■ INPUT MATERIAL ■

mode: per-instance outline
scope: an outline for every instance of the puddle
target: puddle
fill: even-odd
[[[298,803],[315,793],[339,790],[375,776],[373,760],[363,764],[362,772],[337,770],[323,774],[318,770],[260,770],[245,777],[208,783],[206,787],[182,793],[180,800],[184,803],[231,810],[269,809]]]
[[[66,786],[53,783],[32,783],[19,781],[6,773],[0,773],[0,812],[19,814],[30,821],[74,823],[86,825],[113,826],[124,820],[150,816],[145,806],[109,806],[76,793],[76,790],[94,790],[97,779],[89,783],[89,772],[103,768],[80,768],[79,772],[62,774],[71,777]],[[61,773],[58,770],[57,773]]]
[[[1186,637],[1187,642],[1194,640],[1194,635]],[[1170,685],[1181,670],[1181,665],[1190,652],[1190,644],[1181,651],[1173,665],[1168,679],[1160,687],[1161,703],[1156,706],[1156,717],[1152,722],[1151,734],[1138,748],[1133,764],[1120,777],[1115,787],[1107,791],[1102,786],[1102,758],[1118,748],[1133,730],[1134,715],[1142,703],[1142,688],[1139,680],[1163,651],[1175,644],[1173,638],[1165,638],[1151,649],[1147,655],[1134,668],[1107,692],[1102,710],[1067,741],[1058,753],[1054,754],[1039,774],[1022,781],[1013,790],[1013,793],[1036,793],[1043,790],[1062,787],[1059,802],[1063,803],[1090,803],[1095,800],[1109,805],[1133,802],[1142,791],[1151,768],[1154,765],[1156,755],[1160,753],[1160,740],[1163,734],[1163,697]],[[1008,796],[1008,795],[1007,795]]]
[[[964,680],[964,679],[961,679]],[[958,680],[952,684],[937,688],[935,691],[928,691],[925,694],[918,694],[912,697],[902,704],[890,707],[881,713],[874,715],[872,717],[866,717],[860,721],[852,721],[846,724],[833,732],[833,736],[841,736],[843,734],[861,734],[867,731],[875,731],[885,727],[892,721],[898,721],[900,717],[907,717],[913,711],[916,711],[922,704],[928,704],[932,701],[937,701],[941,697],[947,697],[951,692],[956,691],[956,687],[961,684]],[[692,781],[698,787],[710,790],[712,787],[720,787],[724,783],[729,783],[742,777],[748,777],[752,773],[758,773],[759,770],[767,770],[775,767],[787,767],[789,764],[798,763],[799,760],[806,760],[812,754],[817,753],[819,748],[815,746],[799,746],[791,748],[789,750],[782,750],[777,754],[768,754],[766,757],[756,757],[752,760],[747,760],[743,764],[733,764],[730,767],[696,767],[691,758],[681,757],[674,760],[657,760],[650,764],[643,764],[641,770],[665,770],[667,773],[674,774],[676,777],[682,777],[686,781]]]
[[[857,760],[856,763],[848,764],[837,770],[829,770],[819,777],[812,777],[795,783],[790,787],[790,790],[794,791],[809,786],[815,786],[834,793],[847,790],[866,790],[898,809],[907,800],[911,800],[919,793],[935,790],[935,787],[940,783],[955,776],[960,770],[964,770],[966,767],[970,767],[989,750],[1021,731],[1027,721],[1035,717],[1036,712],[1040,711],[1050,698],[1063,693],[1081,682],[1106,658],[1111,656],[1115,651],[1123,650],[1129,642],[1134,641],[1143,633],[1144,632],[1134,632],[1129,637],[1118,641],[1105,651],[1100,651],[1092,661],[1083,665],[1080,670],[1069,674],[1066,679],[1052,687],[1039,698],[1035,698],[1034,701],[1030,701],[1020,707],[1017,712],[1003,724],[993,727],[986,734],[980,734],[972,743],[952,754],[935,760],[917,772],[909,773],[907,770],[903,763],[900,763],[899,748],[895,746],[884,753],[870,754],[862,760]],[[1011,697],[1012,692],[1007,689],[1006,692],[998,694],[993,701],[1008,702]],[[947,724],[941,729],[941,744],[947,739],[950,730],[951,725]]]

■ WHAT YOU HAVE TO DO ■
Collect every line of the records in which the word "instance" appears, copying each one in full.

■ EXERCISE RESULT ■
mode: per-instance outline
scope: an outline for every instance of the puddle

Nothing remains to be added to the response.